**Extrait du document:**
━━━━━━━━━━━━━━━━

Notes manuscrites préparatoires. 10 p. in-16 d'un carnet à spirale, dentelures en haut de page. Écriture dense et rapide à la mine de plomb avec des ratures, noms d'hôtels et d'hôpitaux parisiens, plan de construction des chapitres. Écrit à Epalinges, Vaud, automne 1970. Publié aux Presse de la Cité, 1971.
Simenon a écrit ce roman avec quelques années d'avance et un pressentiment tragique surprenant. Il y raconte l'histoire d'Odile Pointet, une " paumée " de 18 ans. Ne supportant plus sa vie à Lausanne, elle fugue en emportant le revolver de son père et de somnifères, puis elle se cache dans Paris pour se suicider. Comment ne pas voir la fille de Simenon, Marie-Jo, à travers Odile ? Elle est décrite comme quelqu'un qui ne se sent jamais de plain-pied dans la vie. Obsédée par l'autodestruction, hantée par l'idée de s'enfoncer dans la maladie mentale, elle se lance dans une fuite en avant. Après un suicide raté, elle trouve aide et réconfort auprès d'un jeune étudiant en médecine, son voisin de palier dans l'hôtel du quartier latin où elle vit.

━━━━━━━━━━━━━━━━

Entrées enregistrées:

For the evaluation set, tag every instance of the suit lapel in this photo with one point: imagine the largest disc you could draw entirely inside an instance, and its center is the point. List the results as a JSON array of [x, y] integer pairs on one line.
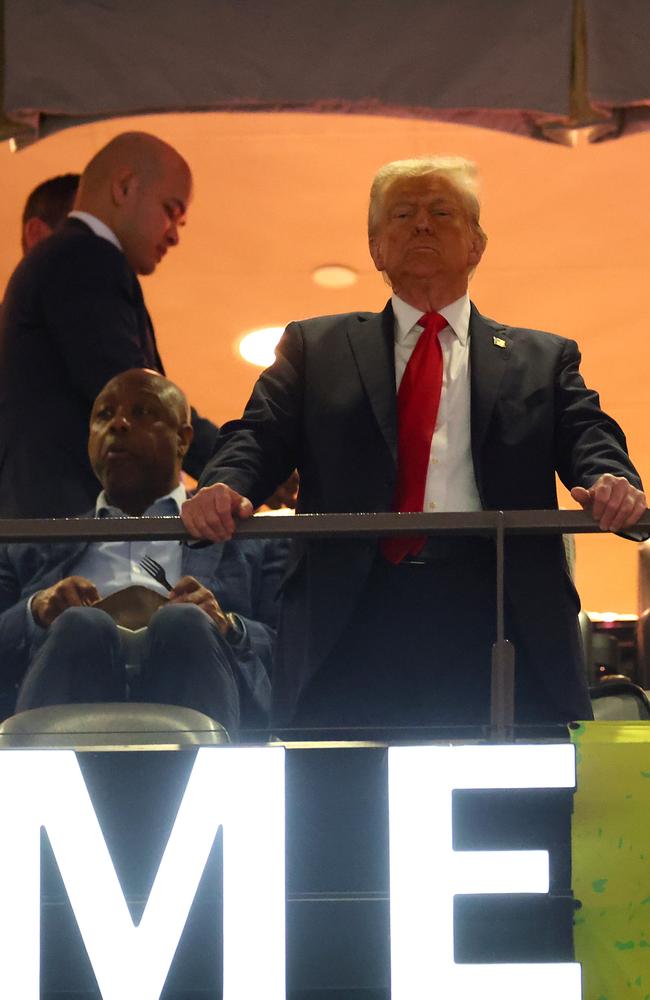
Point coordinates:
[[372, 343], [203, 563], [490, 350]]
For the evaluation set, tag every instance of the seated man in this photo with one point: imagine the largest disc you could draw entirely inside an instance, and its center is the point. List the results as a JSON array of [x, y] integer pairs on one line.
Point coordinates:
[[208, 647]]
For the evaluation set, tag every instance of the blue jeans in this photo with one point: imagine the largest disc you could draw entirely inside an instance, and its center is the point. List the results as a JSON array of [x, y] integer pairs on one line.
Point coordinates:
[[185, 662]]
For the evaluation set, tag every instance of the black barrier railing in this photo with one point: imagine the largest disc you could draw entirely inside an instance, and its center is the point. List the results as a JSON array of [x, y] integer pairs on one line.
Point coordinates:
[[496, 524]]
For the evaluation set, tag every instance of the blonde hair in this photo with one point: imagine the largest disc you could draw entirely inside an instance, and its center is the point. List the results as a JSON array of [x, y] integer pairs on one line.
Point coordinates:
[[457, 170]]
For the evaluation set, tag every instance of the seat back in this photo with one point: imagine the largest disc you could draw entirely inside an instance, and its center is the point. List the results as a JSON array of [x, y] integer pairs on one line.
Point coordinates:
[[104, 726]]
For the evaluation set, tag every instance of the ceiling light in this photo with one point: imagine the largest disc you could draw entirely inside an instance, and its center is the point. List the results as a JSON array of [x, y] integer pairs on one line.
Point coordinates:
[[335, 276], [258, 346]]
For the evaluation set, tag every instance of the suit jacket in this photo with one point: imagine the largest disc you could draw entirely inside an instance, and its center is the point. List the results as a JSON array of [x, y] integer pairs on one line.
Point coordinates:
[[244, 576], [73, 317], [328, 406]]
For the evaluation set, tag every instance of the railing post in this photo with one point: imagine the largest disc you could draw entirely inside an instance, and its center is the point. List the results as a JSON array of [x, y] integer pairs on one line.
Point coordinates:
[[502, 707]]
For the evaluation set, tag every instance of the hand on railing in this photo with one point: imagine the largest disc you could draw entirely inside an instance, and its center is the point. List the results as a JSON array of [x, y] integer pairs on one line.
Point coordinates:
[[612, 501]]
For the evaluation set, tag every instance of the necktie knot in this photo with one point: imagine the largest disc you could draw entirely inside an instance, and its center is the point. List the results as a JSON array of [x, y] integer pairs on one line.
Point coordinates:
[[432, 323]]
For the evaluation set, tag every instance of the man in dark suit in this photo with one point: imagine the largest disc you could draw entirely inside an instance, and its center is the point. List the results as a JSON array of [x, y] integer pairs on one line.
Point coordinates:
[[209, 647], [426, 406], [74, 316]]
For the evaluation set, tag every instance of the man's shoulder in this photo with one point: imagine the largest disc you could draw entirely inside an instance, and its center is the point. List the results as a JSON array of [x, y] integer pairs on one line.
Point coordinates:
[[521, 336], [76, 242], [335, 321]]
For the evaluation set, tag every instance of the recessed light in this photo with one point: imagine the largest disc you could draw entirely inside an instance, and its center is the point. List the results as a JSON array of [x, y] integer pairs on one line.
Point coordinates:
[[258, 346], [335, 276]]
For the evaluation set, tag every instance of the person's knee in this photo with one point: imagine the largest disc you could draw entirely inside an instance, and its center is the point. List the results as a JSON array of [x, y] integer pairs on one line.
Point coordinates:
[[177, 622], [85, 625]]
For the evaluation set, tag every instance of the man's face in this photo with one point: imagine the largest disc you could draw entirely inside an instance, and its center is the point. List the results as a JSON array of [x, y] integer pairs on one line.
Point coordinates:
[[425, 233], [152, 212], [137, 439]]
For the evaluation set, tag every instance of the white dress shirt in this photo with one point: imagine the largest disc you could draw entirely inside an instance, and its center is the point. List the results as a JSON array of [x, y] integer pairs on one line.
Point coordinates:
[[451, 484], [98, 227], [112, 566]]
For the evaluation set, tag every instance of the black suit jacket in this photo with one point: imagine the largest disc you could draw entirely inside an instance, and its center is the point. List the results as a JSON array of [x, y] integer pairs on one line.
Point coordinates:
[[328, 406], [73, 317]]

━━━━━━━━━━━━━━━━

**Consigne A:**
Dans la notice sur le manuscrit de Simenon, recopiez le passage allant de "Notes manuscrites préparatoires." jusqu'à "la Cité, 1971." en substituant "Lausanne" à "Epalinges".
**Consigne B:**
Traduisez en anglais cette phrase de la notice sur le manuscrit de Simenon : « Simenon a écrit ce roman avec quelques années d'avance et un pressentiment tragique surprenant. »
La liste ne joue aucun rôle dans ce travail.

**Zone de réponse A:**
Notes manuscrites préparatoires. 10 p. in-16 d'un carnet à spirale, dentelures en haut de page. Écriture dense et rapide à la mine de plomb avec des ratures, noms d'hôtels et d'hôpitaux parisiens, plan de construction des chapitres. Écrit à Lausanne, Vaud, automne 1970. Publié aux Presse de la Cité, 1971.

**Zone de réponse B:**
Simenon wrote this novel a few years ahead of time and with a surprising tragic foreboding.